*GIVEN TEXT*
* * * * *
Now you are ready to use beanplots like this:
x1<-rnorm(1000, mean=1, sd=1)
x2<-rnorm(1000, mean=0, sd=1)
beanplot(x1,x2, what=c(1,1,1,1), col=c("black", "red", "blue","light grey")
What you get is a plot that has 4 main features for every vector. These are the ones corresponding to the 4 1s in the what=() option and they are (in this order): 1: a dotted line traversing the plot that corresponds to the mean (or the median, this can be set with the overallline="median" option), 2: the beanplot itself, 3: the mean of each of the beanplots (vectors) this can also be set to refer to the median or even the quantiles with beanlines="median" or beanlines="quantiles", 4: a rug of the values of each vector. The colouring also follows as a vector of 4 elements, with each color corresponding to each of the five prementioned features.
Three-dimensional data with persp and filled.contour
Plotting data in three dimensions is not so common and in many cases not very practical either. Still, sometimes we would like to see how a variable z fluctuates against two others x and y. R has a number of functions for this purpose, which may be mainly divided in two categories: a) "volume" plots like the ones produced by persp() and b) "colour-coded" plots like the ones produced with contour(). Both persp() and contour() receive similar arguments, that is three objects, the first two are two vectors (x,y) set a "grid" or the main surface. The third object z has to be a matrix of dimensions [x, y] that represents some sort of "height" for each 2D coordinate of the grid. It is impossible to plot the data if these conditions are not fulfilled. For starters, lets begin by creating these objects:
x<-seq(from=1, to=10, by=1)
y<-seq(from=1, to=100, by=10)
We have now created two vectors x and y with equal lengths (1 to 10 by 1 and 1 to 100 by 10). Thus the dimensions of the grid are 10x10. We should now have the data z in a matrix with the same dimensions. We can create this matrix by setting first all values equal to zero 0 like this:
z<-matrix(0, nrow=10, ncol=10)
The command above tells R to create a matrix with 10 rows and 10 columns and setting each of the 10x10 elements equal to 0. Inspect the z matrix by typing z and see for yourselves. Now what we need is to fill in the matrix with numbers. I will simply create a list of 100 random numbers sampling from a uniform distribution
data<-runif(100, min=1, max=100)
in fact I will make it a bit more structured by ordering the random 100 numbers from the smallest to the largest. I can do this with the use of the sort() function. Simply call on sort() on data and then feed the output to matrix
sort(data)->temp
z<-matrix(temp, nrow=10, ncol=10)
We are now in line for producing a simple 3D plot with persp like this
persp(x,y,z, phi=15, theta=30, col="lightblue4", main="My 3D plot", xlab="some x", ylab="some y", zlab="a sorted random z")
* * * * *
*EXERCISES*
• A. List the four main features that, according to the R plotting tutorial, a beanplot draws for every vector, in the order the tutorial gives them.
• B. Resume the R plotting tutorial, picking up right after its final line of code.
* * * * *
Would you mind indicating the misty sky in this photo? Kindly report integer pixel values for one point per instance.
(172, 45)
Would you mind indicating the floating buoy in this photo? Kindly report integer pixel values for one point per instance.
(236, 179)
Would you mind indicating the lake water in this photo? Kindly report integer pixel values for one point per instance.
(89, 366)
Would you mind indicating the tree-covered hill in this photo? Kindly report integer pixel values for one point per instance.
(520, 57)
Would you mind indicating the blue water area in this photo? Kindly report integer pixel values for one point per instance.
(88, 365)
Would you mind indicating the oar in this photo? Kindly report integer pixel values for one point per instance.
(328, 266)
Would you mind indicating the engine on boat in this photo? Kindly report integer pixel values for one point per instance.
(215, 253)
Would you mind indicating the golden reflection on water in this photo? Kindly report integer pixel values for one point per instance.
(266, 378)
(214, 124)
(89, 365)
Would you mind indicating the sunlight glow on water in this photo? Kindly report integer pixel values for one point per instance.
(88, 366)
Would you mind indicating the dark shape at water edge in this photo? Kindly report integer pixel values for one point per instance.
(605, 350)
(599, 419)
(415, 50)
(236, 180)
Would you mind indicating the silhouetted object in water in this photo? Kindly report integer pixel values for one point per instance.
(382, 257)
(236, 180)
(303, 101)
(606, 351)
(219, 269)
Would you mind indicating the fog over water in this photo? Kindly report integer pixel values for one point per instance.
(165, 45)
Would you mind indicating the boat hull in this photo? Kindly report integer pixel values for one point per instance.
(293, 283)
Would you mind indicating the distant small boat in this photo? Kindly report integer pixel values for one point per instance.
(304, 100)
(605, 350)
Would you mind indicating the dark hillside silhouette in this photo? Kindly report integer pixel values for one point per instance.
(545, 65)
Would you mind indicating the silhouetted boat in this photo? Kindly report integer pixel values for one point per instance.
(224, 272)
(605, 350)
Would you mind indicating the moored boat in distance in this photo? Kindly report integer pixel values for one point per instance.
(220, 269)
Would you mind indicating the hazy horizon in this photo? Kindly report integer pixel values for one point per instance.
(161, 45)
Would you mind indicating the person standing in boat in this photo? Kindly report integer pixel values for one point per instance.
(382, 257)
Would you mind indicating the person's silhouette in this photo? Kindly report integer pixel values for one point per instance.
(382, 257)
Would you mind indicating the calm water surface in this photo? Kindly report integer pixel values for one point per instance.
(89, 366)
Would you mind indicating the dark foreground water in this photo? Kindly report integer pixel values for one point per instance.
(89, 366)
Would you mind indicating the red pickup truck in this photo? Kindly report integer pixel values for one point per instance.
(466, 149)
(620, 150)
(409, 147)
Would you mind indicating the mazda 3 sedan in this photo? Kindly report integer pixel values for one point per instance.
* * * * *
*ANSWERS PROVIDED*
• A.
1. A dotted line across the plot that corresponds to the mean, or to the median if set with the overallline="median" option.
2. The beanplot itself.
3. The mean of each of the beanplots (vectors), which can also be set to the median or the quantiles with beanlines="median" or beanlines="quantiles".
4. A rug of the values of each vector.

• B.
Take a minute to see the grammar of persp. The first three arguments are x, y and z in this order. It is crucial that it is this order since otherwise the dimensions of the vectors/matrix will not fit in the function. Next, two values for phi= and theta= are related to the viewpoint of the plot. phi and theta are the angles to which the plot (which is a 3D volume) is tilted. Modify these accordingly to get different (and better) views of your plots. The color and axis labels that follow you are (should be) by now very aware of.
Contour and its companion filled.contour() may be also used for the visualization of 3D data. The difference from persp is that this is not a volume representation but a colour-code one. That is, R takes the values of the matrix (here z) and instead of plotting them as heights in a 3D plot, it transforms them to a detailed colour-code (something like red being the highest and blue the lowest). In this sense it is important that a palette of colors (a series of different colours or colour gradients) are supplied to the function. One example may be:
filled.contour(x,y,z, color.palette=rainbow, main="My Contour plot", xlab="some x", ylab="some y")
Inspect the created plot. It is basically a 2D plot with x and y on the two axes but the grid is colour-coded with a certain degree of resolution (depending on the dimensions of z) the legend for which is given right next to the plot. The main argument to keep an eye on here is color.palette, which takes as values series of colors that can either be pre-built in R or created by ourselves. Here I chose to use a pre-built array of colors called rainbow (self explanatory), other such may be heat.colors, topo.colors etc. Later on we will see how we can build our own palettes.
Saving and Printing plots
Last but not least we have reached the point where are plots look awesome but we can only sit and stare them in our screen. Is there a way to extract them as files, store them in our computer and share them with friends of colleagues? The answer is obviously yes. R employs a simple routine to export plots in various image formats such as *jpeg,*png, *ps, *tiff, or *pdf. The names of the functions are (again) self-explanatory. The grammar is the same in all of them and follows the simple structure
nameoffunction("filename"); plotting commands; dev.off()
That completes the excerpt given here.